#### [Records from a data collection]
╔══
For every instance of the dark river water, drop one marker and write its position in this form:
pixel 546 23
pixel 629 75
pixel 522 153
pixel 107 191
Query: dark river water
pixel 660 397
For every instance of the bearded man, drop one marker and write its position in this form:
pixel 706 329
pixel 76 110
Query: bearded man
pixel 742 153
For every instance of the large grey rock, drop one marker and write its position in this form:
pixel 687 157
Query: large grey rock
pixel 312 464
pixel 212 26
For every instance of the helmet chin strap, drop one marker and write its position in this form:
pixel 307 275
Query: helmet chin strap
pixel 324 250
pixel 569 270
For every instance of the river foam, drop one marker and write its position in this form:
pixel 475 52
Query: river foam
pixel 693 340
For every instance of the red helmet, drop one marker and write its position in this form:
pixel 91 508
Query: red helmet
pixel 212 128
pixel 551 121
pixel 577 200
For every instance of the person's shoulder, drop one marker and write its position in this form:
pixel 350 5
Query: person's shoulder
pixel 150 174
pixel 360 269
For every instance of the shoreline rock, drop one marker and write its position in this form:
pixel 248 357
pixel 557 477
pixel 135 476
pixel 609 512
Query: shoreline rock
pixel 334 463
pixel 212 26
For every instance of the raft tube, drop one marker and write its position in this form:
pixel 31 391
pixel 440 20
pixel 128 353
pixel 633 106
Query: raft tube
╚══
╔══
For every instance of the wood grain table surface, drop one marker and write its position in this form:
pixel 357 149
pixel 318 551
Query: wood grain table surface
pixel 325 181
╚══
#### [Exercise aim]
Using the data above, transcribe the lines that run from the line with "For every instance of the dark" to the line with "pixel 687 157", both ends kept, and output nothing else.

#### [Answer section]
For every instance of the dark river water, drop one marker and write its position in this form:
pixel 546 23
pixel 629 75
pixel 522 153
pixel 107 191
Query: dark river water
pixel 660 397
For every instance of the bearded man, drop one marker and write its position in this form:
pixel 706 329
pixel 76 110
Query: bearded man
pixel 742 153
For every instance of the large grey rock, drop one marker and write its position in this form:
pixel 687 157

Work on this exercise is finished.